Rewrite every line of the records below as a JSON list of strings, one string per line, with blank lines skipped. Leave the pictures out.

## BEGIN

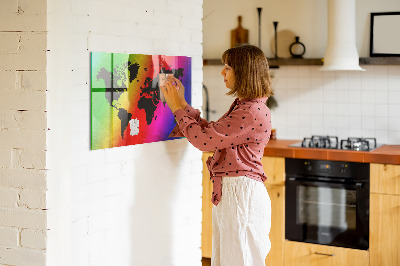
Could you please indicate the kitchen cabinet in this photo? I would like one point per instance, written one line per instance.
(304, 254)
(385, 215)
(274, 168)
(385, 178)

## END

> **FINAL RESULT**
[
  "Could you please indicate the kitchen cabinet in this photo? I would like one point per instance, written one line per instance.",
  "(304, 254)",
  "(385, 215)",
  "(274, 168)",
  "(385, 178)"
]